[Document segment — start]
As the piece continues, we catch a glimpse into the mind of the father. “He steers for both of them so they never crash like other parents, so miles of marriage can pass in road hypnosis.” This line seems to suggest the father isn’t acting out of malice. He’s avoiding the fate of other parents and other couples: divorce. Because isn’t it better to be passive, to pass the miles in “road hypnosis?” Certainly, a loveless marriage where the wife is completely and wholly dependent on the husband in every single aspect is better than the alternative. I can hear the gaslighting and the mistaken rationale. And I’m familiar with many religions and cultures that view divorce this way. And unfortunately, many marriages can end up like this because of that. And it’s incredibly sad, isn’t it?
You’d almost prefer the anger and resentment, even in a failing or failed relationship. Because at least there would be something. But here there is nothing. The wife, the mother, does not feel anything. Without her husband she can do nothing. This lifelessness and emotionless existence are almost worse than one with hate and anger. Not feeling at all? This may be colored by my experience with depression, but I can’t image a worse existence than living in the emotionless, lifeless, grey of nothing. It hurts me just to think about it.
But the mother is so lost, she doesn’t know a life or existence outside of her husband. Even “when she’s alone at intersections she stares between the windshield and the wide horizon, then takes the paved road back to him. It is the only road she knows.” Oof. Esther comes in with that absolutely gutting emotion of utter and complete hopelessness. I can feel the ache and the pain of knowing how little the mother feels, seeing that “wide horizon” but not knowing what it means. It’s not even like she’s afraid of it. She simply doesn’t know it. Doesn’t know any other existence than the “paved road” back to her husband. It’s the way the father made it. The way he wants it. And through that, he has complete and absolute dominion over his wife. Except, at this point, maybe wife is the wrong word. Property seems more appropriate. Decoration. The expectation of society. And that hurts more than almost anything else in this piece.
[Document segment — finish]
[Data extracts — start]
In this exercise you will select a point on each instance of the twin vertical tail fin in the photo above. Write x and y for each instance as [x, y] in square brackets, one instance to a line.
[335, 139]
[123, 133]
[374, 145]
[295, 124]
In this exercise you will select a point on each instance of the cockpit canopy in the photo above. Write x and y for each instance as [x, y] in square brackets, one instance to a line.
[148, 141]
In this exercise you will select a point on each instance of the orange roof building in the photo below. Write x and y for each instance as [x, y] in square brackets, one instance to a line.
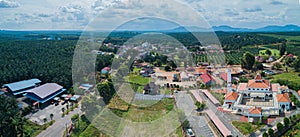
[259, 82]
[232, 96]
[283, 97]
[255, 111]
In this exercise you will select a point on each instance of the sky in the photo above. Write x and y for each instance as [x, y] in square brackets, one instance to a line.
[110, 14]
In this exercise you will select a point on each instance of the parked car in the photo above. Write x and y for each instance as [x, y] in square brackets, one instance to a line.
[190, 132]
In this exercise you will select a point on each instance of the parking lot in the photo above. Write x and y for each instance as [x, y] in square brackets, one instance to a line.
[198, 123]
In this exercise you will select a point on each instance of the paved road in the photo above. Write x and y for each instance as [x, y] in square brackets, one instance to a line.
[198, 123]
[58, 128]
[222, 116]
[280, 119]
[150, 97]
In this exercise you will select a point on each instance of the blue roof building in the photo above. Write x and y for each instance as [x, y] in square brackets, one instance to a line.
[20, 87]
[44, 92]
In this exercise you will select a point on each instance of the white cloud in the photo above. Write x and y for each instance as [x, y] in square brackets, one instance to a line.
[8, 4]
[70, 14]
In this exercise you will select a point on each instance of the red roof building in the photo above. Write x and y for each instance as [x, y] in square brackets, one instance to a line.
[207, 79]
[232, 96]
[224, 76]
[255, 110]
[283, 97]
[258, 82]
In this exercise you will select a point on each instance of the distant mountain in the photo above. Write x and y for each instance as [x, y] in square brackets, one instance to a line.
[189, 29]
[279, 28]
[287, 28]
[229, 29]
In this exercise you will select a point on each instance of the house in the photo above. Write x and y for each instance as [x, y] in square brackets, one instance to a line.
[230, 99]
[262, 97]
[223, 76]
[151, 89]
[18, 88]
[284, 101]
[206, 79]
[184, 76]
[105, 70]
[254, 112]
[44, 93]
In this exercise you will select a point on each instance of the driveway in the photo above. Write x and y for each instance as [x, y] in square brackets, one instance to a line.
[185, 102]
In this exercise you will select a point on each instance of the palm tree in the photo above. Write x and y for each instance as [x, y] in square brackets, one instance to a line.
[51, 116]
[45, 120]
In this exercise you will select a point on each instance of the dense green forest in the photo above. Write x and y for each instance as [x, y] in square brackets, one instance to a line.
[26, 55]
[49, 61]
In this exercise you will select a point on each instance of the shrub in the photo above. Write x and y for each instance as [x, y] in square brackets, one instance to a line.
[270, 131]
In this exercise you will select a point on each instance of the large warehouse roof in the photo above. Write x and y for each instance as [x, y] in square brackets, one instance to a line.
[45, 90]
[22, 84]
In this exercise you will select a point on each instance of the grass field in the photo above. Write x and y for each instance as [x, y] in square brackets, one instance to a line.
[151, 113]
[293, 43]
[138, 79]
[274, 52]
[34, 129]
[291, 76]
[245, 127]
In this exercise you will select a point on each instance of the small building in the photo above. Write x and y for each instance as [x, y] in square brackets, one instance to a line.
[206, 79]
[230, 99]
[44, 93]
[224, 76]
[254, 113]
[21, 87]
[105, 70]
[151, 89]
[184, 76]
[284, 102]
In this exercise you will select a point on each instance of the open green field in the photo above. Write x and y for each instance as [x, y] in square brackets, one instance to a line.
[293, 42]
[290, 76]
[274, 52]
[34, 129]
[245, 127]
[138, 79]
[151, 113]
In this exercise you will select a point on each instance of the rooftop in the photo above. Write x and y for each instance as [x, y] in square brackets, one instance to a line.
[258, 82]
[255, 110]
[242, 87]
[206, 78]
[22, 84]
[232, 96]
[45, 90]
[283, 97]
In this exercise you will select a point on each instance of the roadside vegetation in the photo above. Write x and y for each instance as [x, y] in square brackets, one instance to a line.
[246, 127]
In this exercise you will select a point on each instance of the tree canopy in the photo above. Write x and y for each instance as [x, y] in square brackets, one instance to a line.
[11, 120]
[248, 61]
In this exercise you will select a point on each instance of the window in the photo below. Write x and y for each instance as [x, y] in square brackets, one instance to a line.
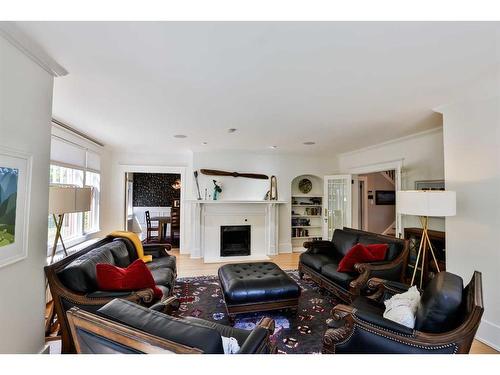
[Data extracts — finish]
Exercise directions:
Duplicate the passage from the essay on the father and mother, from "You’d almost prefer" to "think about it.".

Written answer:
You’d almost prefer the anger and resentment, even in a failing or failed relationship. Because at least there would be something. But here there is nothing. The wife, the mother, does not feel anything. Without her husband she can do nothing. This lifelessness and emotionless existence are almost worse than one with hate and anger. Not feeling at all? This may be colored by my experience with depression, but I can’t image a worse existence than living in the emotionless, lifeless, grey of nothing. It hurts me just to think about it.